Available data:
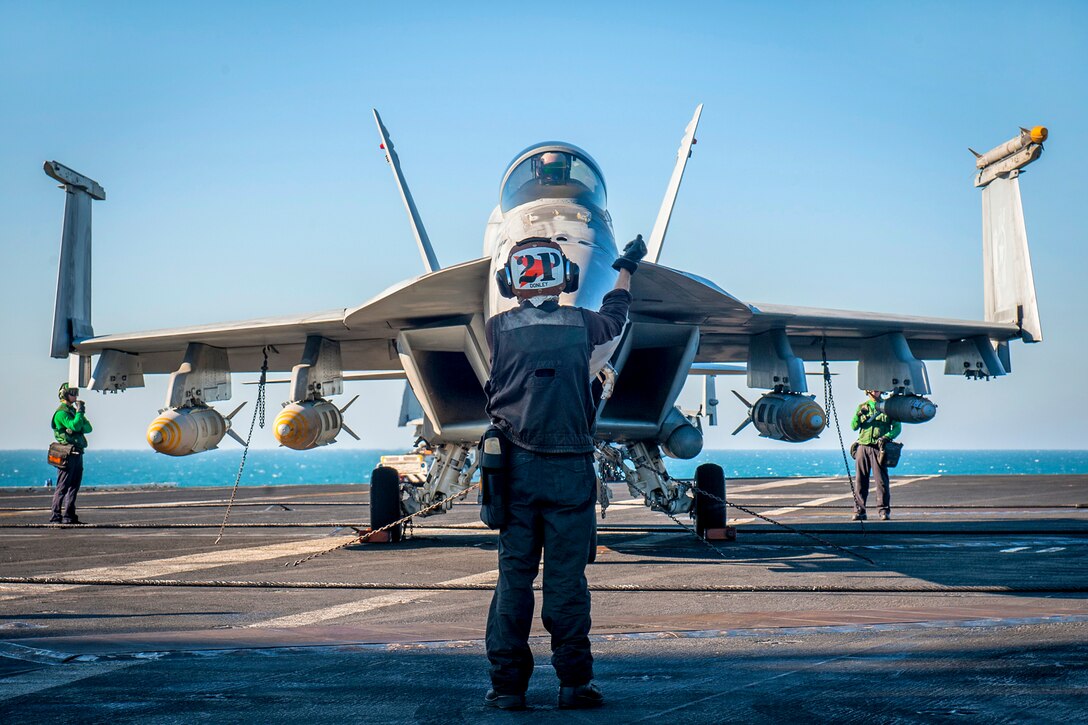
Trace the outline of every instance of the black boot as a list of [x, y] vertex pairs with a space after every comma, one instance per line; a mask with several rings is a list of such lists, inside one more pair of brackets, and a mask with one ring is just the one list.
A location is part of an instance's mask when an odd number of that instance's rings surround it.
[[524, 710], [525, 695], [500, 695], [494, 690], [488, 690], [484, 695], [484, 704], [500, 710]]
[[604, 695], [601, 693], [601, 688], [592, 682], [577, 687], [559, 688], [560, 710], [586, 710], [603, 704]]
==
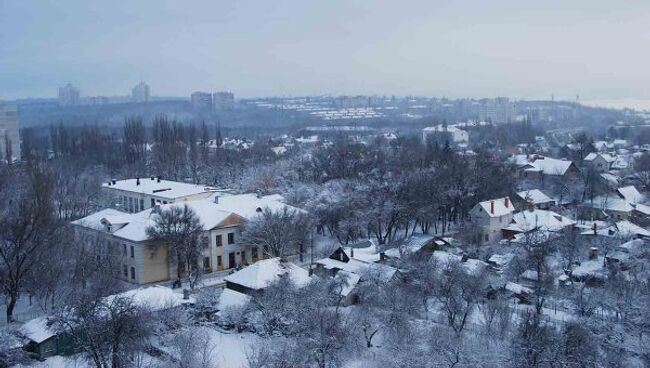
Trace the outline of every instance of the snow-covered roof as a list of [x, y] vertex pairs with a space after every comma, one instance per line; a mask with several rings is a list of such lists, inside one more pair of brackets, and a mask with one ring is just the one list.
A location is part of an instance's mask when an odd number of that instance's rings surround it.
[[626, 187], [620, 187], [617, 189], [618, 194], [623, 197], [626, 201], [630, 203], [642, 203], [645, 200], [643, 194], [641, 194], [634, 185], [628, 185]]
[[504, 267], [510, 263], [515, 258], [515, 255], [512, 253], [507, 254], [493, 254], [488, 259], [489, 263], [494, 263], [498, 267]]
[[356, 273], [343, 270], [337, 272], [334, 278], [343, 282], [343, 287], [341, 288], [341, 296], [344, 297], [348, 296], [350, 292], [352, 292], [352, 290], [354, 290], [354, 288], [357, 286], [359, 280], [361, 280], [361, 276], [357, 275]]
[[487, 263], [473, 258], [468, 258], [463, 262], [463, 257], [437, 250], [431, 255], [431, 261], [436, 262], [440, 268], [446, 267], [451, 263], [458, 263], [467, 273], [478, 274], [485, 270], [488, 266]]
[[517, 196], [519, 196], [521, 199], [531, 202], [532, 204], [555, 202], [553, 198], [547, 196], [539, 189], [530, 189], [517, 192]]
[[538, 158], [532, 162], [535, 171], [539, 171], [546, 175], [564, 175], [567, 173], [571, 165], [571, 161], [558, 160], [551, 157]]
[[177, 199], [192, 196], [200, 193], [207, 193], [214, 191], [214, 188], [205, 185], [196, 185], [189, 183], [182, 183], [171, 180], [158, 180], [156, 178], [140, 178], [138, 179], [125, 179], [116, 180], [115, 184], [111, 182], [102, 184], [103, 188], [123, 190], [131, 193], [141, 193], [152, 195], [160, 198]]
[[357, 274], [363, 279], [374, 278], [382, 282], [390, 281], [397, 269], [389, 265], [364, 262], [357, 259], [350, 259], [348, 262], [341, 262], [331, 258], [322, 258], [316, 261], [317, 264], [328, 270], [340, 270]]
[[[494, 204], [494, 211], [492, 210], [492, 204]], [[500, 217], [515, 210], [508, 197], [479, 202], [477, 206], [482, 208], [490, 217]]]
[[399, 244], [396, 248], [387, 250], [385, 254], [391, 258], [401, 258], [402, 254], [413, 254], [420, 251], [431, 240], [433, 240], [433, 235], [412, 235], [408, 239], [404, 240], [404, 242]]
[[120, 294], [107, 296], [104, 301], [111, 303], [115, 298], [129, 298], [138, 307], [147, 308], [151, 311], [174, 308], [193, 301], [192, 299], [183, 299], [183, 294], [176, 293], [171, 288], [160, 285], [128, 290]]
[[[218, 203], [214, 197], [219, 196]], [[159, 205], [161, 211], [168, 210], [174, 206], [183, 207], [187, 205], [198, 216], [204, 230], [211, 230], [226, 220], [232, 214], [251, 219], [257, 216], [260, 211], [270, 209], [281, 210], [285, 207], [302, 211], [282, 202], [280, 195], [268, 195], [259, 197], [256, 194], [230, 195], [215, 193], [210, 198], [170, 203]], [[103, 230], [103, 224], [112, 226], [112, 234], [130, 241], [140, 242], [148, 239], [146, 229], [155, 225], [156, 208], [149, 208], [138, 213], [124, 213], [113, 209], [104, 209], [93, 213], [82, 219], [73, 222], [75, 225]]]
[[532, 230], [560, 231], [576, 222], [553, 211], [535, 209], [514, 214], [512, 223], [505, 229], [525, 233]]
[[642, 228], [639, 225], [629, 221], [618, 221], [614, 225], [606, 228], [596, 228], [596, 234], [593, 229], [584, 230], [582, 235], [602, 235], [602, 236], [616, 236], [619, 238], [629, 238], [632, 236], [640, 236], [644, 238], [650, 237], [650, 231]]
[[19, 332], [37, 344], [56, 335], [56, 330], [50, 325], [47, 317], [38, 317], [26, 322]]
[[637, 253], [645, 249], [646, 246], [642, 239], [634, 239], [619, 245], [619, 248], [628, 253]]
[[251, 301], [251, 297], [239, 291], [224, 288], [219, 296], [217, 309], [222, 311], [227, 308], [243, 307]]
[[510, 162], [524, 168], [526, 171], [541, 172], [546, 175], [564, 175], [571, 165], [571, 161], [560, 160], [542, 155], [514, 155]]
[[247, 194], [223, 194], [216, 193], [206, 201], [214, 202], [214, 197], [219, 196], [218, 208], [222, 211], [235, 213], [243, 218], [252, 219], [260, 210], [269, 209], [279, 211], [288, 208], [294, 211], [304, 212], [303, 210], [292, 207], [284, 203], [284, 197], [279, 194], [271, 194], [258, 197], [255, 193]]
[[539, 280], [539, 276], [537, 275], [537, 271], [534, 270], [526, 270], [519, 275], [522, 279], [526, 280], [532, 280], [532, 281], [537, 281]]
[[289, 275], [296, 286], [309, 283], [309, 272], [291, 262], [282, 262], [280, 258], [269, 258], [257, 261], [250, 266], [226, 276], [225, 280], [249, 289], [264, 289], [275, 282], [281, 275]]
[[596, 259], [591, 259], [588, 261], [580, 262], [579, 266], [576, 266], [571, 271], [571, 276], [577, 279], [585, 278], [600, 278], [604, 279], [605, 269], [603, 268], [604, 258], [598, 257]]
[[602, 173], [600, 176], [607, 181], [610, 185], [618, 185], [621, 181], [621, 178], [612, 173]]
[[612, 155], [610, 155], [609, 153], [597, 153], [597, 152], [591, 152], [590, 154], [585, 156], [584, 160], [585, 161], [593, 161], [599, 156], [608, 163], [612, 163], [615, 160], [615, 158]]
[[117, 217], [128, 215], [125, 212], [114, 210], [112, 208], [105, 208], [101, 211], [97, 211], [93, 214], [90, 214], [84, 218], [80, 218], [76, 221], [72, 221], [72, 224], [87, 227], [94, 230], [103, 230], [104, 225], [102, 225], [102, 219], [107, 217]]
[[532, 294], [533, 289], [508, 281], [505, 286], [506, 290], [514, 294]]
==
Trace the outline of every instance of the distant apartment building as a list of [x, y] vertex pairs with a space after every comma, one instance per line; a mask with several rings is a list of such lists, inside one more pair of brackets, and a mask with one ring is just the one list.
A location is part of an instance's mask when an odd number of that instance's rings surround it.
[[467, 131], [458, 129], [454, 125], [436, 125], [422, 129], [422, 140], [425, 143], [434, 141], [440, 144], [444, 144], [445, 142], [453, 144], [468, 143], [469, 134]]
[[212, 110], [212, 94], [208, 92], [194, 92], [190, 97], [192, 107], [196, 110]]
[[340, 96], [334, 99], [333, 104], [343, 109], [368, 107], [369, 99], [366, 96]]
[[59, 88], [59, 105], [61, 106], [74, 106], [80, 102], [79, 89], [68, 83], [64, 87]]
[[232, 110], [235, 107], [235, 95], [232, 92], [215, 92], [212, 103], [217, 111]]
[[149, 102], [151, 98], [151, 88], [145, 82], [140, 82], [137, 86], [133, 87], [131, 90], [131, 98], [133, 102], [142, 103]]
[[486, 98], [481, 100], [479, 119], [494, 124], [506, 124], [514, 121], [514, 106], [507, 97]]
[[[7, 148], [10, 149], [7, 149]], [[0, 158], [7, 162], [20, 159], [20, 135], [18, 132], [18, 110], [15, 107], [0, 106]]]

Task brief: Copy each line of the data that contains the word "every".

The completed task:
Trace the outline of every instance of the black boot as a list of [x, y] vertex pairs with a space after every comma, one instance per line; a mask with several rings is a list of such lists, inside one more pair of brackets, and a mask with one ring is just the one list.
Trace the outline of every instance of the snow-covered roof as a list of [x, y] vertex pairs with a space after every comma, one instance per line; a mask with several rings is a list of such lists, inside one more pair of brackets, and a mask with one ring is just the one list.
Trace the outline of every instance of the distant apartment building as a list of [x, y] vertex pairs with a space after every comma, one instance per line; a mask with several rings is a list of such lists, inside one more pair of brackets, and a mask with one ring is just the one list.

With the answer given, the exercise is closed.